Problems to solve.
[a] Answer these questions using the tributes to Church Army supporters.
(i) In what year was Barry commissioned as a Church Army evangelist?
(ii) What did Patricia ask for at her funeral instead of flowers?
(iii) Who was first asked by Church Army to run Beckonscot?
[b] Pick up the tributes to Church Army supporters after their final sentence and keep writing them.

Selected extract.
··········
Patricia had a lot of friends, was always very social and a great hostess, adding a stimulating, enjoyable and entertaining dimension to the lives of those around her.

As Patricia was always involved in church life throughout her years she was always a great supporter of Church Army especially because she had a close friendship with a Church Army evangelist and she therefore asked that at her funeral instead of flowers donations be made to Church Army.

Barry Newman  

The late Ian "Barry" Newman

26 September 1930 - 2 March 2015
Barry was commissioned as a Church Army evangelist in 1957, following National Service with the RAF, and had a varied ministry until his retirement in 1997, in the early days working on the mission caravans and spending time in the hop picking ministry. He was stationed all over the country in different Church Army roles, including Cornwall, Hull and Whitney in Oxfordshire. Barry was also for a time a lay chaplain for the Air Training Corps.

In the late 1960s Barry took a break from Church Army to run a shop but in the early 1970s was approached to take on a fundraising role for Church Army, which he did, and during this time he regularly preached in surrounding churches.

Barry’s wife, Mary, was asked by Church Army to take over the running of Beckonscot, the world’s oldest and original model village in Beaconsfield, which Church Army has an interest in. Barry eventually took over this role from Mary until his retirement.

Barry is remembered by his loving family as a larger than life character who touched the lives of many – a fun, warm and loving man. Given Barry’s close involvement with Church Army his family very kindly asked people at his funeral to donate to Church Army in his memory.
··········
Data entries
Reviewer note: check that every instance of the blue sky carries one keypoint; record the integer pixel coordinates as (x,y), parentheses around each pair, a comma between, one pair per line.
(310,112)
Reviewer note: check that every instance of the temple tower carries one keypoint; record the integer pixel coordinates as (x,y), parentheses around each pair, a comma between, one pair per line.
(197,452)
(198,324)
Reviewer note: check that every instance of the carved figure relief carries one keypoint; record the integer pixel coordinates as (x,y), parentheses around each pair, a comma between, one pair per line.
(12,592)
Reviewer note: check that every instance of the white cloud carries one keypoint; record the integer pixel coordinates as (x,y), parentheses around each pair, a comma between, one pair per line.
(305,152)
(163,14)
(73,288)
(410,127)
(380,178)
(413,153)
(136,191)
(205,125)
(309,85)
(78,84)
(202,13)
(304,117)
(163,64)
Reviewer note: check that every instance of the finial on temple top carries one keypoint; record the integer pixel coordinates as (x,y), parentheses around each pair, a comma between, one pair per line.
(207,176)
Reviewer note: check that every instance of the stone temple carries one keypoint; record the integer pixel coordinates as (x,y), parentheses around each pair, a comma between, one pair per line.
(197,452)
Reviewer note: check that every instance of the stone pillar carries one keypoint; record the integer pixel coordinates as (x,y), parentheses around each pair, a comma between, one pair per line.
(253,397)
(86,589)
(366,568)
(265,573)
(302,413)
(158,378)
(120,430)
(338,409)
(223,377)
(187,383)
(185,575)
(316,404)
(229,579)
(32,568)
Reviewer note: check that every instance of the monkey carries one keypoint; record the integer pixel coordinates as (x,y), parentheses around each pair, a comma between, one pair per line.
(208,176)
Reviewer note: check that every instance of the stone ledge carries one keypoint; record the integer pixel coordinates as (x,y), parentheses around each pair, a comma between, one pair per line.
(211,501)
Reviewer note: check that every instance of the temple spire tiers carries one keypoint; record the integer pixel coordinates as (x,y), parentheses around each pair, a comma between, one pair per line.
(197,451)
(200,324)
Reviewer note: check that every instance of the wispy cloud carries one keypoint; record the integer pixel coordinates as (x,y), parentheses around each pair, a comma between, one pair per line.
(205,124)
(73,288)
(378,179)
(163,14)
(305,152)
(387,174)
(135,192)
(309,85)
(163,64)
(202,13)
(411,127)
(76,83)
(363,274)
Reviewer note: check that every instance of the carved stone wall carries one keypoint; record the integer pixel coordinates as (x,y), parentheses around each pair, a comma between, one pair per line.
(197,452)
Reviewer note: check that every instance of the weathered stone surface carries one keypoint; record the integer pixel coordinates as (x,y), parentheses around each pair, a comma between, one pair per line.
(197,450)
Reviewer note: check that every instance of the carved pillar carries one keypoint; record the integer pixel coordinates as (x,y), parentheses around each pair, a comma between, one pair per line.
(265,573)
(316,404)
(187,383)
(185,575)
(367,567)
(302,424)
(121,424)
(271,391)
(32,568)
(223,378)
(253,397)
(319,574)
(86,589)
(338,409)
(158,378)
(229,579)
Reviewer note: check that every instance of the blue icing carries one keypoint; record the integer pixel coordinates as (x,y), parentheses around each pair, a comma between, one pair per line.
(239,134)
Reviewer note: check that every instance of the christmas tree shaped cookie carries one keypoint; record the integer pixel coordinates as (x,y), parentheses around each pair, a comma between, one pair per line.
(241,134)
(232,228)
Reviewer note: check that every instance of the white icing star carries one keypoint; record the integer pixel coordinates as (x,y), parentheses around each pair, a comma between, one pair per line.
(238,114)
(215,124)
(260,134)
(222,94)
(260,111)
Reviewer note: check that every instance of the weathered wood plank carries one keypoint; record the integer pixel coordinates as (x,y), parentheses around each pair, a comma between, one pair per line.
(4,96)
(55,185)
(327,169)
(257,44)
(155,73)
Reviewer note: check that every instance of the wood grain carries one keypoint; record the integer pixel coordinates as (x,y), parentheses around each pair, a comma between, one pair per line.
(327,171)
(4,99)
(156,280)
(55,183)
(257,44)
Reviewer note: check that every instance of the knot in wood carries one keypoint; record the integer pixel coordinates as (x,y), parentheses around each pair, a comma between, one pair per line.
··········
Results for the exercise.
[a]
(i) 1957
(ii) Donations to Church Army
(iii) Barry's wife, Mary

[b]
Peter Dawes  

The late Peter Dawes

Died: 2015
Peter was born in Derbyshire but soon moved to the South Coast when his father, a Church Army Captain was moved to a new post. When war broke out Peter was moved to stay with an aunt in Royston, further away from the anticipated bombing.

Peter was called up for National Service, joining the Royal Army Medical Corps, serving most of his time in Egypt, but yet never seeing the pyramids! He then returned to live in Royston working on the railways, where he got to know his future wife, Peggy. Peter and Peggy married in 1957 and had four children together, Martin, David, Rosemary and Norman. Peter eventually left the railways going to work for Johnson Matthey in the packing and dispatch area.

Peter is remembered by his family as being solid as a rock, dependable and caring, with a commitment to strong Christian family values. At his funeral people were kindly asked to give donations to Church Army in Peter’s memory
Rev CG Payne  

The late Cyril Payne

Died: December 2014
Cyril was ordained in 1955 and served his first curacy at Holy Trinity, Southall, which was his first introduction to the work of the Church Army as several Church Army people were living and working within the parish.

In 1958 Cyril and his wife, Shelah, moved to Christchurch when Cyril was appointed as Priest-in-Charge of St Mary’s Church on the large Somerford estate which had been built for the workers and their families of the new de Haviland aircraft factory. It was during this time that Church Army’s “Flying Column”, transformed the life of the church with a 2 week mission, as their enthusiasm and faith inspired so many. In 1963 Cyril and his family moved to Otterbourne, near Winchester, to work in the parish there and again came into contact with Church Army people.

Over the years Cyril came to realise only too well what an input Church Army had given to the life and faith of each parish he had worked in. So on moving to All saints, Milford on Sea, Cyril asked the Bishop of Winchester if he could have a curate to work alongside him and whether he could ask the Church Army for help in this. Cyril worked with two different Church Army officers during his time in that parish.

Given his strong connections with Church Army Cyril’s wish was that part of the retiring collection at his funeral should be donated to Church Army, as a small token of gratitude for all the support and encouragement they had given him and so many parishioners over so many years.